▸ **DATA ROWS**:
....

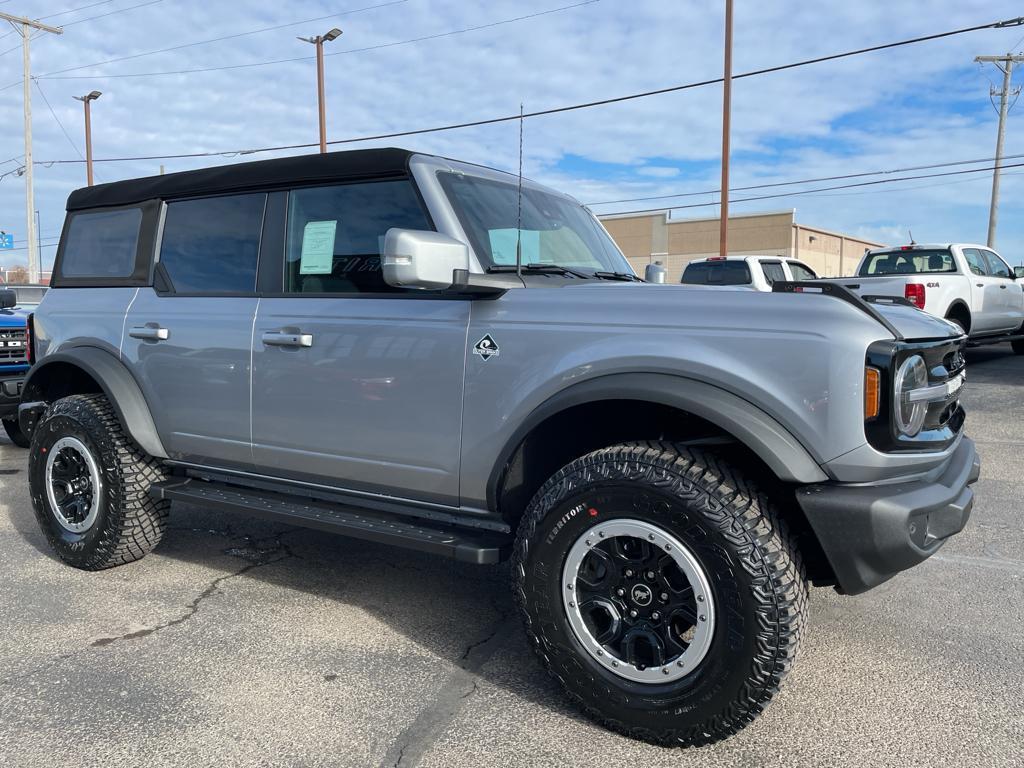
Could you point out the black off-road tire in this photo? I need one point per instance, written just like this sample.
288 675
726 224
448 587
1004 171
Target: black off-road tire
129 523
14 432
756 578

....

▸ **OBJECTIVE**:
Please count the lines in the entries above that contain the word "tire" and reply with only that number.

▸ **EXPECTED OUTPUT**:
2